↓
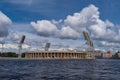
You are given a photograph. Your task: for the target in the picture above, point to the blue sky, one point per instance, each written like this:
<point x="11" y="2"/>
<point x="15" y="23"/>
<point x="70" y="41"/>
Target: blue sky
<point x="30" y="10"/>
<point x="52" y="20"/>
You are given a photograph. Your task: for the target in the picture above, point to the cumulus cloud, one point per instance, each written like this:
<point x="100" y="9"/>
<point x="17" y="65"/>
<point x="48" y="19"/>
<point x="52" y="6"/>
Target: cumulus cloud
<point x="88" y="19"/>
<point x="72" y="27"/>
<point x="4" y="22"/>
<point x="69" y="33"/>
<point x="44" y="27"/>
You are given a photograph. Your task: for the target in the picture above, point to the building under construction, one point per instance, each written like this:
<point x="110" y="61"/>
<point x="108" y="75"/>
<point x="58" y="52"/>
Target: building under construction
<point x="56" y="54"/>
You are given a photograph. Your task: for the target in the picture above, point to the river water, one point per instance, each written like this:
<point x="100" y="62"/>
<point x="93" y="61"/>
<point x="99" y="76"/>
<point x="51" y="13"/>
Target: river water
<point x="98" y="69"/>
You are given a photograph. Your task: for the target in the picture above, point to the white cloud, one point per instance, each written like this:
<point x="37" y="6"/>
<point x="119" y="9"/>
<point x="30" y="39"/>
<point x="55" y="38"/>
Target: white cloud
<point x="69" y="33"/>
<point x="44" y="27"/>
<point x="4" y="22"/>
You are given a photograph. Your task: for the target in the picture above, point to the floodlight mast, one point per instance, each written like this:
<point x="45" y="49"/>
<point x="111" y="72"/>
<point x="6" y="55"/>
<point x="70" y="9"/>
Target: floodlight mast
<point x="2" y="42"/>
<point x="89" y="42"/>
<point x="47" y="46"/>
<point x="20" y="46"/>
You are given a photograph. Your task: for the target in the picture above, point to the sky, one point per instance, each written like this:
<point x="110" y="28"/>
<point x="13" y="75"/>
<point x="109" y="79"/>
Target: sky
<point x="60" y="22"/>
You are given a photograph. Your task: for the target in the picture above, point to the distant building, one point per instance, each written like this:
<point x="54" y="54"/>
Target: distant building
<point x="117" y="55"/>
<point x="107" y="55"/>
<point x="58" y="55"/>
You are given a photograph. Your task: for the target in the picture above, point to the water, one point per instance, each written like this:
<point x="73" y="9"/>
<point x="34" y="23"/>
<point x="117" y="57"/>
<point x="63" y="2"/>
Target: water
<point x="99" y="69"/>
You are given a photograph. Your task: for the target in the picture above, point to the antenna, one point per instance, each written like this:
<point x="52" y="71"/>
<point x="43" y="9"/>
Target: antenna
<point x="47" y="46"/>
<point x="20" y="46"/>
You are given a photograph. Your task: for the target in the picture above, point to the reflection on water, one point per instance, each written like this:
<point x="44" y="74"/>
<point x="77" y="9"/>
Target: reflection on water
<point x="100" y="69"/>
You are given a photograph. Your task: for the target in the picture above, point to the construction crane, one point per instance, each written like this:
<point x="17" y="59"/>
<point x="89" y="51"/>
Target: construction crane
<point x="47" y="46"/>
<point x="20" y="46"/>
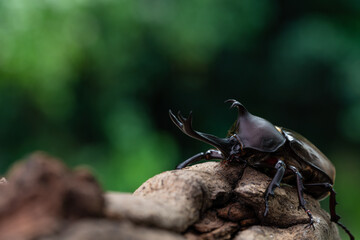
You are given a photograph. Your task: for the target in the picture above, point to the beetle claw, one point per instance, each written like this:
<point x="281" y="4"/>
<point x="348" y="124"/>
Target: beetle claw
<point x="310" y="225"/>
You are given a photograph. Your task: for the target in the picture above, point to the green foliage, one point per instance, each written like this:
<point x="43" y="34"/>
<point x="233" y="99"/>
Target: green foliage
<point x="92" y="81"/>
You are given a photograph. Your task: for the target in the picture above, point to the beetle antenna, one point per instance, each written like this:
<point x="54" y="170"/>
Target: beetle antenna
<point x="235" y="103"/>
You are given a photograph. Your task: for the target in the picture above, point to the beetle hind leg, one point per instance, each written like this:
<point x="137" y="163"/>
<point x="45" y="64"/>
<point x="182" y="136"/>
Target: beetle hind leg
<point x="334" y="217"/>
<point x="209" y="154"/>
<point x="300" y="190"/>
<point x="275" y="182"/>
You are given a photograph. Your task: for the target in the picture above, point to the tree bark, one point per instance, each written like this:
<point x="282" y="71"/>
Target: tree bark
<point x="44" y="200"/>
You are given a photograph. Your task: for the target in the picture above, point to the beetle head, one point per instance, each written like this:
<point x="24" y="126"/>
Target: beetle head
<point x="254" y="132"/>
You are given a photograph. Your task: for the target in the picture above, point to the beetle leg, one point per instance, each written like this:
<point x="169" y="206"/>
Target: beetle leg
<point x="300" y="189"/>
<point x="209" y="154"/>
<point x="334" y="217"/>
<point x="275" y="182"/>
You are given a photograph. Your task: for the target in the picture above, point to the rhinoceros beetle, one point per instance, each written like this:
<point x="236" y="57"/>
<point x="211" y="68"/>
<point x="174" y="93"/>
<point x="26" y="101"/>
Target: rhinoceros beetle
<point x="256" y="142"/>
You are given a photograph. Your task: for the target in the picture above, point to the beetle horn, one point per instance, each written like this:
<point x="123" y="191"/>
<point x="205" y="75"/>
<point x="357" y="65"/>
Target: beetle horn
<point x="185" y="125"/>
<point x="234" y="103"/>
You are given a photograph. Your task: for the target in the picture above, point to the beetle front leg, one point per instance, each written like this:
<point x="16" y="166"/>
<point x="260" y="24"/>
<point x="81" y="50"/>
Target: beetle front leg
<point x="300" y="189"/>
<point x="280" y="170"/>
<point x="209" y="154"/>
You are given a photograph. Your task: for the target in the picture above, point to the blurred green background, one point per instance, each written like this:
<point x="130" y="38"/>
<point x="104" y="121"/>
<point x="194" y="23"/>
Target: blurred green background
<point x="92" y="81"/>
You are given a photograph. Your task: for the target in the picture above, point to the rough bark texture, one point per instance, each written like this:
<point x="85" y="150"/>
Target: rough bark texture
<point x="44" y="200"/>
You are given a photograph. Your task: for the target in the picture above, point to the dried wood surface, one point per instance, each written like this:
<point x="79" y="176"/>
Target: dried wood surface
<point x="43" y="200"/>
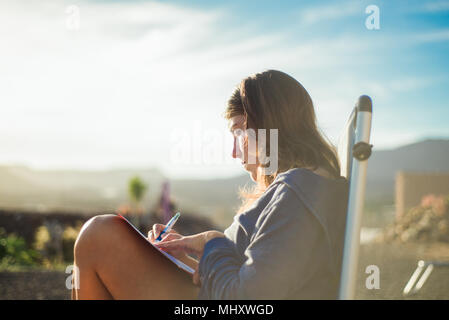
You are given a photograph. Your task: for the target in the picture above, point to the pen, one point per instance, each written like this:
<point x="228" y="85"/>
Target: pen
<point x="169" y="226"/>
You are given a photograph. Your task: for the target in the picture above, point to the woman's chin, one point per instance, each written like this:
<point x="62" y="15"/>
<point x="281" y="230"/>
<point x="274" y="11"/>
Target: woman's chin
<point x="252" y="173"/>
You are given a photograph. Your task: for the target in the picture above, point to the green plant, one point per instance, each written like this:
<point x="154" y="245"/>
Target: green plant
<point x="14" y="251"/>
<point x="136" y="189"/>
<point x="68" y="241"/>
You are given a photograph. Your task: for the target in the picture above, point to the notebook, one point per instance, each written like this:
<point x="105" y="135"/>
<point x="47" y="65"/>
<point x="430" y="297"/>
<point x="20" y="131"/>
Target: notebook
<point x="178" y="262"/>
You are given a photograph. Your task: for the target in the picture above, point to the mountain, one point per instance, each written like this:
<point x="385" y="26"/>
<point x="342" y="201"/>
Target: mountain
<point x="105" y="190"/>
<point x="430" y="155"/>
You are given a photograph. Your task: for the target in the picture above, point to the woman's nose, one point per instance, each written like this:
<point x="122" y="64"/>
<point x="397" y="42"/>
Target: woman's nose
<point x="236" y="149"/>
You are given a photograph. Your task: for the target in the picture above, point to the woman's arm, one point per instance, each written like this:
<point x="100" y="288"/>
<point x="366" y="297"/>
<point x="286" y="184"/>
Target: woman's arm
<point x="279" y="259"/>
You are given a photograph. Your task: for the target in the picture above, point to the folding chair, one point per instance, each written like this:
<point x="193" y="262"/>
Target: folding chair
<point x="354" y="150"/>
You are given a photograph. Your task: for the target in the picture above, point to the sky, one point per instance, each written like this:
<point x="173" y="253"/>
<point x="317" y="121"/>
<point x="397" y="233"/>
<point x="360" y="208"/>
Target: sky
<point x="118" y="84"/>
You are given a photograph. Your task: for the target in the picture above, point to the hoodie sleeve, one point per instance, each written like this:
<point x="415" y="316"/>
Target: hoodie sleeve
<point x="275" y="261"/>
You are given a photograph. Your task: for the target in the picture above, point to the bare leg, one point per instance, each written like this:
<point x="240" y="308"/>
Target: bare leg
<point x="117" y="263"/>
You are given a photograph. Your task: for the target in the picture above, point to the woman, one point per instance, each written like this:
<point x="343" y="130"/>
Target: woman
<point x="286" y="240"/>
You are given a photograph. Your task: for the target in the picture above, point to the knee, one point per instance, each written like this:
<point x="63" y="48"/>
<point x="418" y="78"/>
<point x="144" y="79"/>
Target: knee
<point x="95" y="233"/>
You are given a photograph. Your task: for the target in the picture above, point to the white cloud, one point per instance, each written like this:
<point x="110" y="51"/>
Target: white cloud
<point x="110" y="93"/>
<point x="326" y="13"/>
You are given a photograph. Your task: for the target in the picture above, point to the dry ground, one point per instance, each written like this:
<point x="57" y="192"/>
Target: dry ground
<point x="396" y="262"/>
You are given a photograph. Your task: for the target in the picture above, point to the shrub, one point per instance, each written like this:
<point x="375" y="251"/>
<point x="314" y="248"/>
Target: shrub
<point x="14" y="251"/>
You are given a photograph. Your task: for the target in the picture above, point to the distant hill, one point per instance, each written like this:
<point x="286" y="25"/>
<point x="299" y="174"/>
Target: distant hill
<point x="105" y="190"/>
<point x="425" y="156"/>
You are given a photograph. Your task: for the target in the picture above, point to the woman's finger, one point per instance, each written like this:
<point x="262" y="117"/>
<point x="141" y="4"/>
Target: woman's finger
<point x="150" y="236"/>
<point x="158" y="228"/>
<point x="196" y="278"/>
<point x="170" y="236"/>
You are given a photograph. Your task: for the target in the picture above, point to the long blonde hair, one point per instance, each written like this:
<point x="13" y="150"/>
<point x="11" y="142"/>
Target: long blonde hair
<point x="274" y="100"/>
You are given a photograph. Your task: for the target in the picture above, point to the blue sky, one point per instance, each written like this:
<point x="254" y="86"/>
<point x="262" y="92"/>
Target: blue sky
<point x="138" y="77"/>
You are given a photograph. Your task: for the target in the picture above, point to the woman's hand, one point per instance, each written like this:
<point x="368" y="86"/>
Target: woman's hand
<point x="193" y="244"/>
<point x="171" y="235"/>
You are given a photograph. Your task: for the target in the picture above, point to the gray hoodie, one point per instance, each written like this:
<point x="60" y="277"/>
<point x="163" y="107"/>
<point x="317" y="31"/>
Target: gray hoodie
<point x="288" y="245"/>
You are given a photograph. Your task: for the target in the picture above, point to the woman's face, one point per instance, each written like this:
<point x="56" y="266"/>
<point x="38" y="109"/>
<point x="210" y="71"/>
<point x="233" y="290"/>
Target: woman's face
<point x="240" y="148"/>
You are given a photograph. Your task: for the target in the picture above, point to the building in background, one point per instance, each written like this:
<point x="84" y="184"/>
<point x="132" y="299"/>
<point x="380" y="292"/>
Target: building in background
<point x="412" y="186"/>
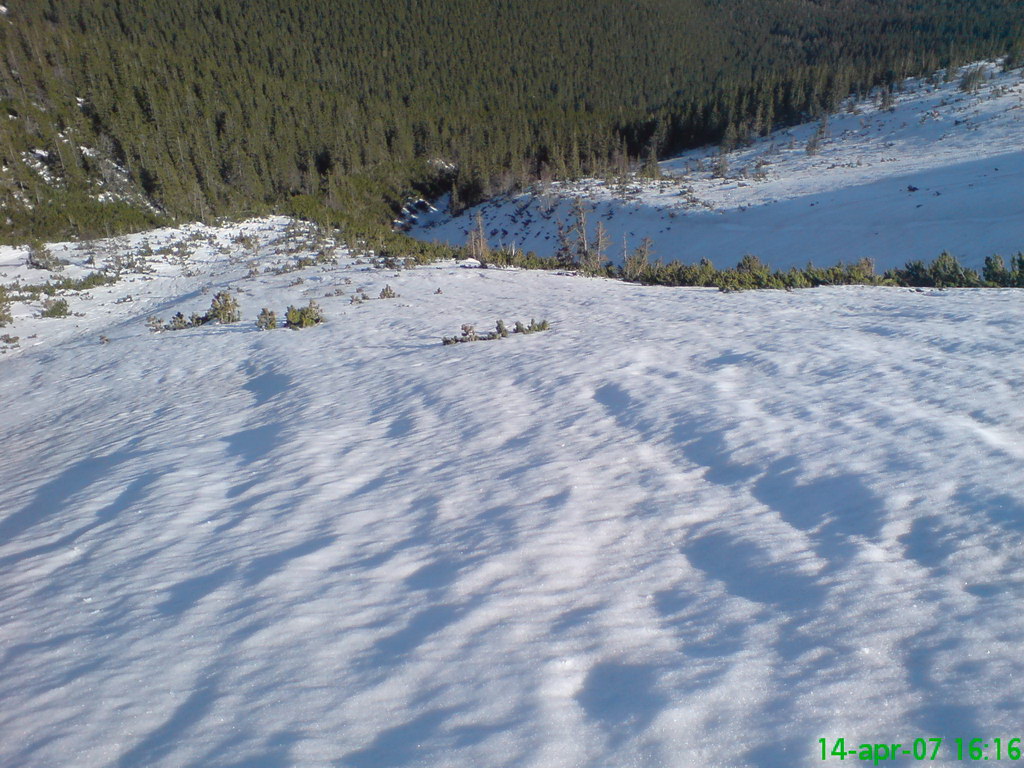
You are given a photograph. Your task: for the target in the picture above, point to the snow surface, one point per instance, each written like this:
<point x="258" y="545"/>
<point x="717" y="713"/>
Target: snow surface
<point x="680" y="528"/>
<point x="942" y="171"/>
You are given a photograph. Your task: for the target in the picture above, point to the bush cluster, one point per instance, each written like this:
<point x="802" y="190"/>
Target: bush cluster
<point x="5" y="316"/>
<point x="224" y="309"/>
<point x="307" y="316"/>
<point x="501" y="332"/>
<point x="54" y="308"/>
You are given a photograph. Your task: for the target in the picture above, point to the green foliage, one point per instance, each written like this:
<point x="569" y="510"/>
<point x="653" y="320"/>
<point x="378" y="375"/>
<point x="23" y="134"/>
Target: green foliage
<point x="310" y="114"/>
<point x="307" y="316"/>
<point x="752" y="273"/>
<point x="5" y="315"/>
<point x="223" y="309"/>
<point x="54" y="308"/>
<point x="501" y="332"/>
<point x="997" y="274"/>
<point x="267" y="320"/>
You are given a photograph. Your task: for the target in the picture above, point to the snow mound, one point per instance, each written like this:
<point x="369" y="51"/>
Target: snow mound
<point x="680" y="527"/>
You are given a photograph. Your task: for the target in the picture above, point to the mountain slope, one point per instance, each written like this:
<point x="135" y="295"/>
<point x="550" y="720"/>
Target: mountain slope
<point x="941" y="169"/>
<point x="680" y="527"/>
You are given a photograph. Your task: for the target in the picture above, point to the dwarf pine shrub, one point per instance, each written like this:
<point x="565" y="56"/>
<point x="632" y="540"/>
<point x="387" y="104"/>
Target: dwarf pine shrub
↑
**Challenge**
Find the line containing "to the bush". Reproduce it exactly, along with every line after it through the last.

**Task solution**
You are given a photograph. Your task: for the target in the picture above, point to the bush cluster, one point per instance, each written like this:
<point x="802" y="190"/>
Target: bush cluster
<point x="5" y="316"/>
<point x="224" y="309"/>
<point x="307" y="316"/>
<point x="501" y="332"/>
<point x="54" y="308"/>
You are given a photograph. Your task: for the target in the picture above, point to the green foliage, one point per instance, each written like this:
<point x="569" y="510"/>
<point x="653" y="320"/>
<point x="378" y="375"/>
<point x="23" y="134"/>
Target: green foliage
<point x="310" y="114"/>
<point x="307" y="316"/>
<point x="752" y="273"/>
<point x="5" y="315"/>
<point x="223" y="309"/>
<point x="54" y="308"/>
<point x="501" y="332"/>
<point x="997" y="274"/>
<point x="267" y="320"/>
You are given a photograph. Your task: for the target in the picture above, point to the snow mound, one point per instance, each written like this:
<point x="369" y="51"/>
Target: snow mound
<point x="680" y="527"/>
You are given a photograph. Your task: for the target in the picture above, point to the mountain slope, one point per instance, each written like this:
<point x="135" y="295"/>
<point x="550" y="720"/>
Target: mountain slope
<point x="941" y="169"/>
<point x="680" y="527"/>
You are given a photograph. Your task: for the target in the picture above, point to the dwarf pine shrub, one point per instance, each written like this:
<point x="565" y="56"/>
<point x="632" y="540"/>
<point x="387" y="104"/>
Target: dwarf pine shrub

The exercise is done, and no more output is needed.